_PROBLEM_
Pick out and copy every line in the listing below that contains the string "green". Matching is case-sensitive.

_DATASET CONTENT_
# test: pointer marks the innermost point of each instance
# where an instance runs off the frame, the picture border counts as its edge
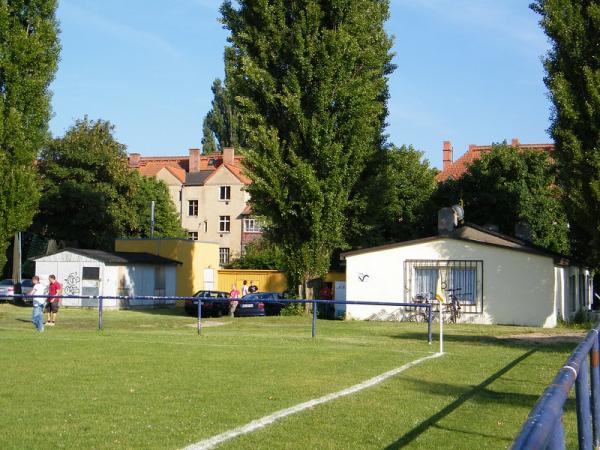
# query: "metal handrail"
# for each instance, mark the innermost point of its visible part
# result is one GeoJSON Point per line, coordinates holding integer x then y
{"type": "Point", "coordinates": [544, 428]}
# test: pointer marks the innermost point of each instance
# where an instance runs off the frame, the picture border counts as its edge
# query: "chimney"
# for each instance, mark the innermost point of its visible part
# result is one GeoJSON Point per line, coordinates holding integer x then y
{"type": "Point", "coordinates": [134, 159]}
{"type": "Point", "coordinates": [228, 155]}
{"type": "Point", "coordinates": [194, 160]}
{"type": "Point", "coordinates": [447, 154]}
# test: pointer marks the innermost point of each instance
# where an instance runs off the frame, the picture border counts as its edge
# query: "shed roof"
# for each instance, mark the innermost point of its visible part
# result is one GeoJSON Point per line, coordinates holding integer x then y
{"type": "Point", "coordinates": [117, 257]}
{"type": "Point", "coordinates": [473, 233]}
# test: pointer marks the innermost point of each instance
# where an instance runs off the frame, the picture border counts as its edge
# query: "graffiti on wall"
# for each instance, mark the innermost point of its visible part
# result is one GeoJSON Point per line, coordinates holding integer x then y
{"type": "Point", "coordinates": [71, 284]}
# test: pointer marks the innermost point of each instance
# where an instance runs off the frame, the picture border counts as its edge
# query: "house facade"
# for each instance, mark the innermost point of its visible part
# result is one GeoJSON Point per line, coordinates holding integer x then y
{"type": "Point", "coordinates": [208, 192]}
{"type": "Point", "coordinates": [98, 273]}
{"type": "Point", "coordinates": [498, 279]}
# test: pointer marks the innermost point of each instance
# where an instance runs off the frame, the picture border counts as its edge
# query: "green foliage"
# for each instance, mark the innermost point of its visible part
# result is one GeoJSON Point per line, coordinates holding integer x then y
{"type": "Point", "coordinates": [510, 185]}
{"type": "Point", "coordinates": [208, 139]}
{"type": "Point", "coordinates": [573, 78]}
{"type": "Point", "coordinates": [260, 254]}
{"type": "Point", "coordinates": [90, 196]}
{"type": "Point", "coordinates": [223, 118]}
{"type": "Point", "coordinates": [396, 196]}
{"type": "Point", "coordinates": [28, 60]}
{"type": "Point", "coordinates": [310, 82]}
{"type": "Point", "coordinates": [166, 218]}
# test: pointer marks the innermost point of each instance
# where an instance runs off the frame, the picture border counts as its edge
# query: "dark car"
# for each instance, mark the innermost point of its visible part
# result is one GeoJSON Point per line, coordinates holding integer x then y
{"type": "Point", "coordinates": [271, 306]}
{"type": "Point", "coordinates": [249, 305]}
{"type": "Point", "coordinates": [209, 307]}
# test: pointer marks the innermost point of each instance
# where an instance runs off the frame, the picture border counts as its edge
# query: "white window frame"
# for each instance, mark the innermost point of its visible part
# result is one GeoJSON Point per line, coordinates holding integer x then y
{"type": "Point", "coordinates": [224, 224]}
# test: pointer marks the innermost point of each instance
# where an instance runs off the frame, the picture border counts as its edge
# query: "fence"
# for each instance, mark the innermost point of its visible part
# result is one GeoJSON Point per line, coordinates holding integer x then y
{"type": "Point", "coordinates": [544, 428]}
{"type": "Point", "coordinates": [165, 300]}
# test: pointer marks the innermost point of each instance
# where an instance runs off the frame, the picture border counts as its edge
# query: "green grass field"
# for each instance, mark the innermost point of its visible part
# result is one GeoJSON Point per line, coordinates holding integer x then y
{"type": "Point", "coordinates": [149, 381]}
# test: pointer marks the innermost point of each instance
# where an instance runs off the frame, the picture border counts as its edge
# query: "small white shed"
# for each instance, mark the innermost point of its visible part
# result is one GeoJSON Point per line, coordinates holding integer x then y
{"type": "Point", "coordinates": [500, 279]}
{"type": "Point", "coordinates": [96, 272]}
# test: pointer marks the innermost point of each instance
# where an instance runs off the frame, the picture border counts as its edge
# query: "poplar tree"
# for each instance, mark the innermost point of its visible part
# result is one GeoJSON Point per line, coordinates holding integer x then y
{"type": "Point", "coordinates": [29, 52]}
{"type": "Point", "coordinates": [573, 79]}
{"type": "Point", "coordinates": [309, 79]}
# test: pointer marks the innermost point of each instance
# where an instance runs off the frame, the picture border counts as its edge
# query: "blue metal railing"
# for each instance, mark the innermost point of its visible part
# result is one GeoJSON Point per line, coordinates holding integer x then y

_RESPONSE_
# query: "green foliage"
# query: "green grass field"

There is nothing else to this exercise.